* _Tarefa pedida_
Por favor, reproduza, sem qualquer alteração, o trecho da entrevista sobre o incêndio de Pedrógão Grande que abre com as palavras "17 ago, 2017" e fecha com "tragédias como esta.".

17 ago, 2017 - 20:26 • André Rodrigues
Domingos Xavier Viegas é coordenador do Centro de Estudos sobre Incêndios Florestais, da Universidade de Coimbra e dirige a equipa multidisciplinar que está no terreno a fazer o levantamento das causas e das consequências do fogo em Pedrógão Grande.
Em entrevista à Renascença, dois meses depois do grande fogo de Pedrógão Grande, que matou 64 pessoas e feriu mais de 200 feridos, o perito diz que há queixas de apoio psicológico aos familiares das vítimas e avança propostas para evitar tragédias como esta.
O que tem sido feito e ainda falta fazer em Pedrógão Grande, dois meses depois do incêndio?
Eu e a minha equipa estamos concentrados no estudo do que aqui se passou, no levantamento de dados de informação. Neste momento, estou aqui com a minha equipa próximo do local onde o incêndio se originou, para perceber quais as condições da sua propagação inicial, e temos também falado com imensas pessoas que eram ligadas às vítimas.
Vemos que já está muita coisa a fazer-se, nomeadamente as pessoas procuraram recuperar a sua vida, tentaram levá-la o mais possível na normalidade, reconstruir casas, mas também há muitas marcas, sobretudo, no espírito das pessoas, em particular, daquelas que perderam entes queridos. Para todos aqueles que passaram por isto, seguramente, o futuro não vai ser o mesmo.
As pessoas já sentem no seu dia-a-dia os efeitos da enorme onda de solidariedade nacional que se seguiu aos incêndios? Essa ajuda já chegou ao terreno?

* _Dados fornecidos_
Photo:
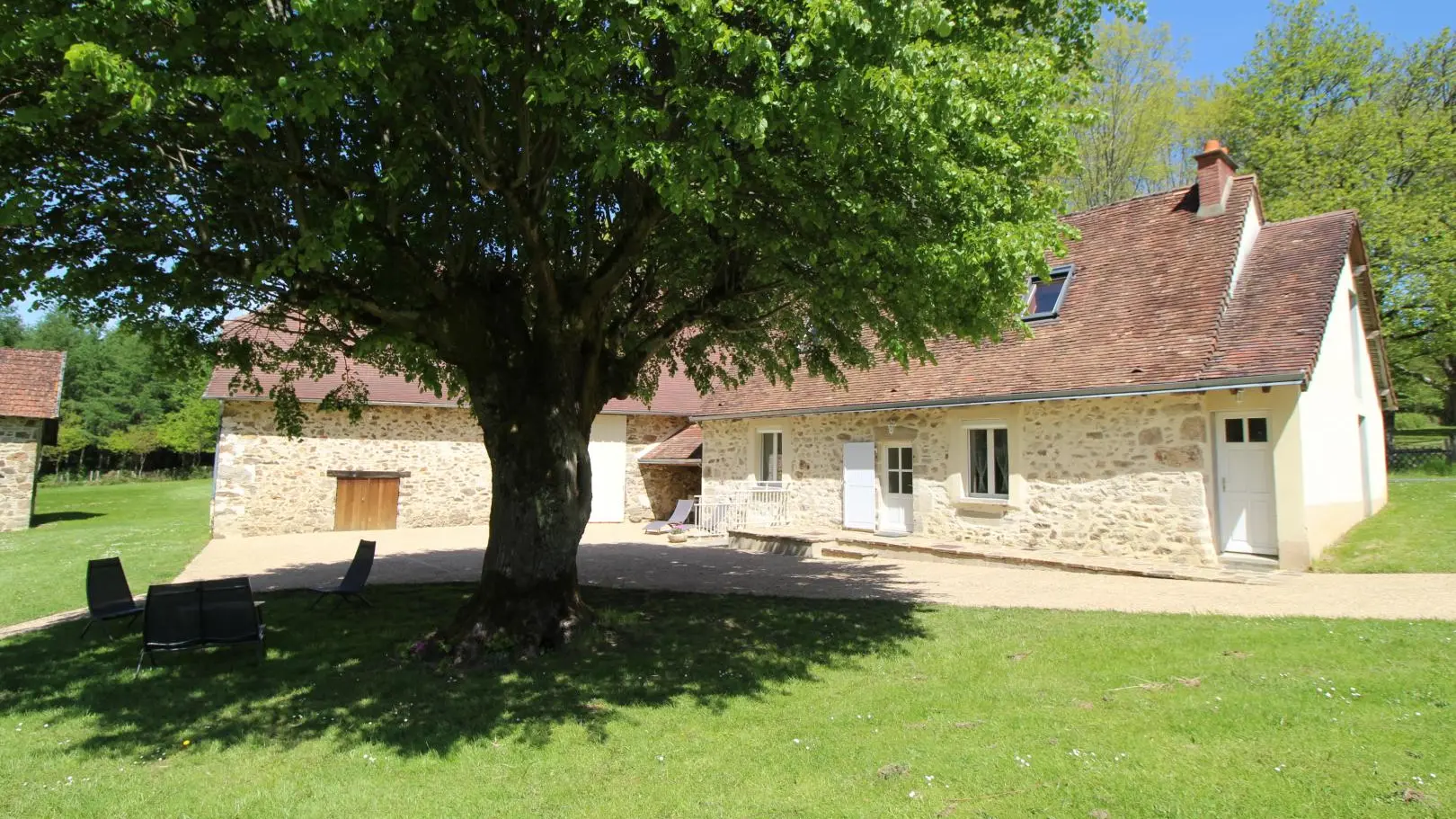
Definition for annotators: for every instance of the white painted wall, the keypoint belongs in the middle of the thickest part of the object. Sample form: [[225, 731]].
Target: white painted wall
[[1341, 389]]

* _Resposta à tarefa_
17 ago, 2017 - 20:26 • André Rodrigues
Domingos Xavier Viegas é coordenador do Centro de Estudos sobre Incêndios Florestais, da Universidade de Coimbra e dirige a equipa multidisciplinar que está no terreno a fazer o levantamento das causas e das consequências do fogo em Pedrógão Grande.
Em entrevista à Renascença, dois meses depois do grande fogo de Pedrógão Grande, que matou 64 pessoas e feriu mais de 200 feridos, o perito diz que há queixas de apoio psicológico aos familiares das vítimas e avança propostas para evitar tragédias como esta.